* **Task instructions**: Change each occurrence of "dropped as a pin" in the entries below to "placed as a marker". Write out all the lines again with nothing else altered.

====

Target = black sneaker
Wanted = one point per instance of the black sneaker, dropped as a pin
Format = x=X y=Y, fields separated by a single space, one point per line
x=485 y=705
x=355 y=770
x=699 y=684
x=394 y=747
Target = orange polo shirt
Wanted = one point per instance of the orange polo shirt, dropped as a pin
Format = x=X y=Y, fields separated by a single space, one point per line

====

* **Worked solution**:
Target = black sneaker
Wanted = one point per instance of the black sneaker, placed as a marker
Format = x=X y=Y, fields separated by a single space, one point per line
x=485 y=705
x=355 y=770
x=699 y=684
x=394 y=747
Target = orange polo shirt
Wanted = one point per instance of the orange polo shirt, placed as a marker
Format = x=X y=Y, fields separated by a single space, one point per line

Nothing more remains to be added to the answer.